## Consigne
Recopiez le passage source en commençant aux mots « Toutefois, quant aux » et en vous arrêtant après « les valeurs mobilières. », puis substituez-y « engagement » à « serment », s'il vous plaît.

## Passage source

<<<<

Toutefois, quant aux moyens que je voulais employer, déclarés inefficaces par l'honorable membre, attaqués à une autre époque sous d'autres rapports par d'autres honorables membres, je n'admets pas qu'ils ne fussent pas efficaces et j'ai pour preuve de leur efficacité un autre aveu de l'honorable M. de Theux. Avant de quitter son dernier ministère, le ministre des finances a publié un exposé de la situation financière; à la suite de cet exposé on trouve énumérés les dégrèvements successifs d'impôts qui ont eu lieu en Belgique depuis 1830, et au nombre de ces dégrèvement figurent les successions pour un million par suite de l'abolition du serment. Donc le serment vaut un million, donc la mesure est efficace. Et ce serment, à quoi peut-il s'appliquer? Aux valeurs mobilières. Donc la mesure aurait eu ce résultat efficace de prélever un impôt d'un million sur les valeurs mobilières.

M. de Liedekerke. - Et la moralité publique?

>>>>

## Données fournies
<<<<

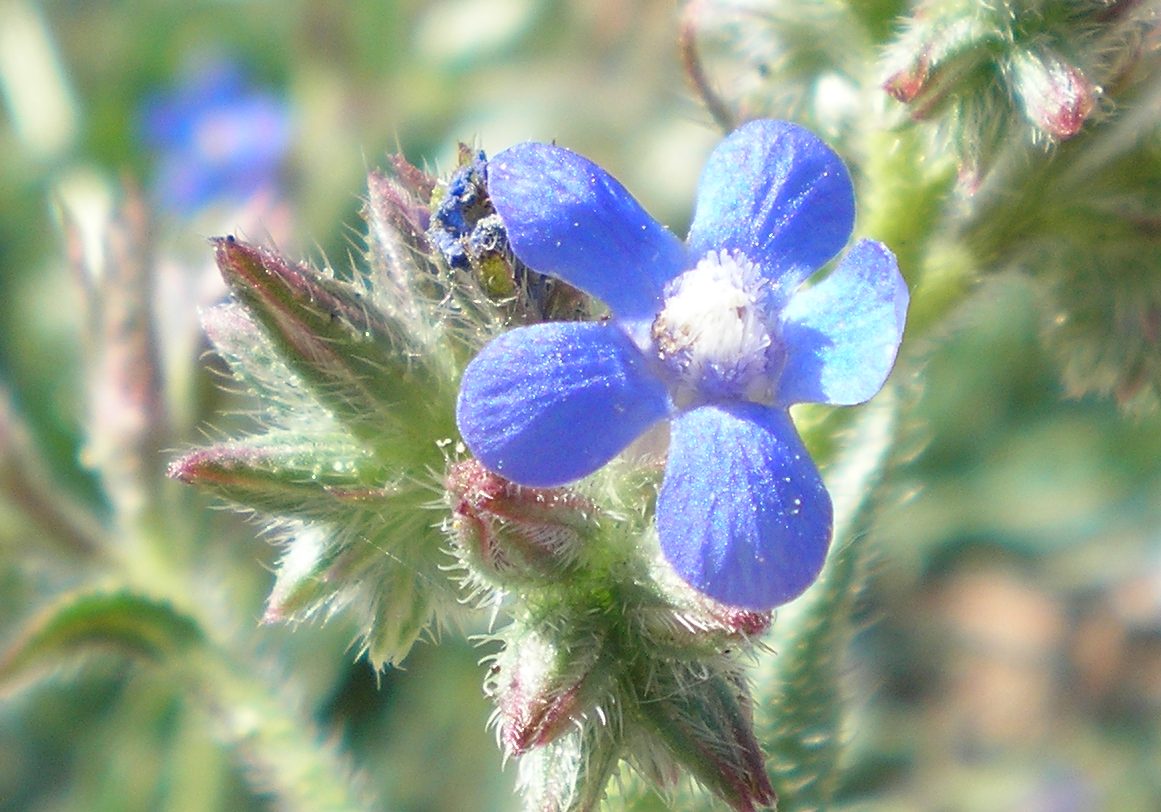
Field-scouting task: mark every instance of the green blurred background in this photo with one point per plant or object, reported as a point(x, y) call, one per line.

>>>>
<<<<

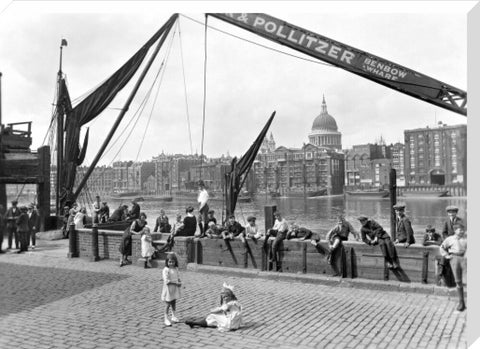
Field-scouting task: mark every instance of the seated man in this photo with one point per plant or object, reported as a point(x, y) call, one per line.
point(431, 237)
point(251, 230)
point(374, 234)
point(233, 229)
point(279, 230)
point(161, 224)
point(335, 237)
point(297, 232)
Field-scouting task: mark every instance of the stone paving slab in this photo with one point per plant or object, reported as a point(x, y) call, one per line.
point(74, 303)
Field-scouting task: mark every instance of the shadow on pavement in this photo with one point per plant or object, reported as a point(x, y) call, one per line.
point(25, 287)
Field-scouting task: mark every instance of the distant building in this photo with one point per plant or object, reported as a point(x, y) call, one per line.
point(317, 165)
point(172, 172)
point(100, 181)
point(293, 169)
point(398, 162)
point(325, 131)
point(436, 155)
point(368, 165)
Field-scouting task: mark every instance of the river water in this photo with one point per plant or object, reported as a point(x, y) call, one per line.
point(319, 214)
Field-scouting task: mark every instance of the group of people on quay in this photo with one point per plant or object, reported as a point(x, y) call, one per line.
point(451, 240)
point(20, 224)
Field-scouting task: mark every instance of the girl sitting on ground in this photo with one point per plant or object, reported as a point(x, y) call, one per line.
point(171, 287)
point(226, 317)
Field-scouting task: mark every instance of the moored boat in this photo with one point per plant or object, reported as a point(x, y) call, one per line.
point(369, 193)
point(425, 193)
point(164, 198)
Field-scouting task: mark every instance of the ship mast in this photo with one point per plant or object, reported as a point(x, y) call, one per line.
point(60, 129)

>>>>

## Résultat
Toutefois, quant aux moyens que je voulais employer, déclarés inefficaces par l'honorable membre, attaqués à une autre époque sous d'autres rapports par d'autres honorables membres, je n'admets pas qu'ils ne fussent pas efficaces et j'ai pour preuve de leur efficacité un autre aveu de l'honorable M. de Theux. Avant de quitter son dernier ministère, le ministre des finances a publié un exposé de la situation financière; à la suite de cet exposé on trouve énumérés les dégrèvements successifs d'impôts qui ont eu lieu en Belgique depuis 1830, et au nombre de ces dégrèvement figurent les successions pour un million par suite de l'abolition du engagement. Donc le engagement vaut un million, donc la mesure est efficace. Et ce engagement, à quoi peut-il s'appliquer? Aux valeurs mobilières. Donc la mesure aurait eu ce résultat efficace de prélever un impôt d'un million sur les valeurs mobilières.